Judge: No sovereign immunity for Pa. troopers accused of pepper spraying, urinating on arrestee
A Pennsylvania woman can move forward with her claim against five state police troopers who allegedly sprayed her with pepper spray and urine after she was already handcuffed and subdued, after a federal judge in western Pennsylvania ruled the officers cannot be covered by sovereign immunity for acts done outside the scope of their employment.
Chief U.S. District Judge Gary L. Lancaster of the U.S. District Court for the Western District of Pennsylvania denied without prejudice Jan. 3 a motion to dismiss filed by the defendants in the case. The defendants claimed that they were covered under sovereign immunity.
The civil action was filed by Derena Marie Madison, a woman who claimed that the state troopers named as defendants in the lawsuit violated her Fourth Amendment rights after they doused her with cold water and sprayed her with pepper spray and bodily fluids after she was in custody and in restraints.
Madison had been arrested Feb. 3, 2011, at about 2:30 in the morning after the defendant troopers pulled over a vehicle in which Madison was riding on the suspicion of driving under the influence of alcohol.

● Task description
Set down the passage from the report on the troopers' sovereign immunity claim word for word, starting with "Judge: No sovereign" and going on through "of their employment.". The listing below plays no part in what you need to do.

● Stored data
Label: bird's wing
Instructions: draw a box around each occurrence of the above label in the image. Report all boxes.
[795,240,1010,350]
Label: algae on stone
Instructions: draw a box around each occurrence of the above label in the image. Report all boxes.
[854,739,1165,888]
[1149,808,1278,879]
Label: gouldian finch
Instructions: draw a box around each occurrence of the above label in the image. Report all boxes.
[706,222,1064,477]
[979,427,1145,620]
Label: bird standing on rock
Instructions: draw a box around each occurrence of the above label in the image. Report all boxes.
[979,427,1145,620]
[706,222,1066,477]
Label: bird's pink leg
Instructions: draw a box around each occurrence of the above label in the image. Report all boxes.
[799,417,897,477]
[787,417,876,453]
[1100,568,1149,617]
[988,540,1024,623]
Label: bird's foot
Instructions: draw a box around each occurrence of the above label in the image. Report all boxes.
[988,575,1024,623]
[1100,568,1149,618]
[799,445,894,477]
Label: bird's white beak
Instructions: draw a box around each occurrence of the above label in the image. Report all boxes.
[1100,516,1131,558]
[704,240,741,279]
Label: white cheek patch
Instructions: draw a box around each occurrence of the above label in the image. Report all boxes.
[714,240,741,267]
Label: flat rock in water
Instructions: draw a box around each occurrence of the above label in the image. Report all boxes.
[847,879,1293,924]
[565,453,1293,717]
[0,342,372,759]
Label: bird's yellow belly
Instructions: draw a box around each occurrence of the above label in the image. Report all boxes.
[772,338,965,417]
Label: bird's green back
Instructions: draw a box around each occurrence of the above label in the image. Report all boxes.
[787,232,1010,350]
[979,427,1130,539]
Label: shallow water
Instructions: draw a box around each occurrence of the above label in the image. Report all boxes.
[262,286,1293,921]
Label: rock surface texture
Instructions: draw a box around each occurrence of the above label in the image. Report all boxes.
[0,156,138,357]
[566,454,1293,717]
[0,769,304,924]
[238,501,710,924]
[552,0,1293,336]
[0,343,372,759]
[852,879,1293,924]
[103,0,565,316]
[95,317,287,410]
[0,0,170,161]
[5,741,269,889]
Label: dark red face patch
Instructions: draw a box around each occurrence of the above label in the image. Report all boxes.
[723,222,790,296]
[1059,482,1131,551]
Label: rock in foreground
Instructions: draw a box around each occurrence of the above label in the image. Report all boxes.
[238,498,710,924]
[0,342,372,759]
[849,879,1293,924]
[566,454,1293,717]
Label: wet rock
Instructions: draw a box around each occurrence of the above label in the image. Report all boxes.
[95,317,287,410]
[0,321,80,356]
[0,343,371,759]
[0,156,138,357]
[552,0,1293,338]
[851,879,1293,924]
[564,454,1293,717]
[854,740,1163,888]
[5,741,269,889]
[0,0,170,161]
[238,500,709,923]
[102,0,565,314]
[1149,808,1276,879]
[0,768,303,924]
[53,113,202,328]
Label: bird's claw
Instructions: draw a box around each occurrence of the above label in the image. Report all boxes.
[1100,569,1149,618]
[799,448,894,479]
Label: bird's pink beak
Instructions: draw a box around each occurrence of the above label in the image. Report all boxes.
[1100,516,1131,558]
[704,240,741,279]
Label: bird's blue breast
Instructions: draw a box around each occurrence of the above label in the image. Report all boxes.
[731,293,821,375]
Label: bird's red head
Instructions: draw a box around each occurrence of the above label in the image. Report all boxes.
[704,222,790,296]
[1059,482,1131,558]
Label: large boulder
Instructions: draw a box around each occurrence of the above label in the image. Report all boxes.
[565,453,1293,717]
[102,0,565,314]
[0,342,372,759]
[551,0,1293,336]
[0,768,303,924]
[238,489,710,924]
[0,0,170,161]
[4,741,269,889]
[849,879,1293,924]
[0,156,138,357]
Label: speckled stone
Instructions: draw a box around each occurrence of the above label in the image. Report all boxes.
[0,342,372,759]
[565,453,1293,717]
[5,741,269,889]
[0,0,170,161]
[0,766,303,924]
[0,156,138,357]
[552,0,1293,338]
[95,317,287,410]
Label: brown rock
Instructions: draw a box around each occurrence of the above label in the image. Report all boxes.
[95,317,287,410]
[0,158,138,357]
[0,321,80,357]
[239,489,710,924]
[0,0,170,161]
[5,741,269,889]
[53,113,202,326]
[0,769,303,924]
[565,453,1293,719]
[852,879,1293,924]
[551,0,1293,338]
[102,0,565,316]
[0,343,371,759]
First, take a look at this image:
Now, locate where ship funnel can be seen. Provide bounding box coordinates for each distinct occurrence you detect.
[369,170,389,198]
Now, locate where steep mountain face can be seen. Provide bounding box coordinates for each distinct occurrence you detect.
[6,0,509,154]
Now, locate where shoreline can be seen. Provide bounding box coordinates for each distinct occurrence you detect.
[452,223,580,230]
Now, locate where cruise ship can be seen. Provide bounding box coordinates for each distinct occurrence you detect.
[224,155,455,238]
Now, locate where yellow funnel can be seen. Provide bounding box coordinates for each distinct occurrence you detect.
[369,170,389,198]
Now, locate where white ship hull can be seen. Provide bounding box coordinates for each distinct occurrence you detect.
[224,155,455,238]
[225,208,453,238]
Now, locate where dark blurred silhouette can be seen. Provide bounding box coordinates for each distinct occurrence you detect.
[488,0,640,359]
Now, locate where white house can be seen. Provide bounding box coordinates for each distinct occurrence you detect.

● Answer box
Judge: No sovereign immunity for Pa. troopers accused of pepper spraying, urinating on arrestee
A Pennsylvania woman can move forward with her claim against five state police troopers who allegedly sprayed her with pepper spray and urine after she was already handcuffed and subdued, after a federal judge in western Pennsylvania ruled the officers cannot be covered by sovereign immunity for acts done outside the scope of their employment.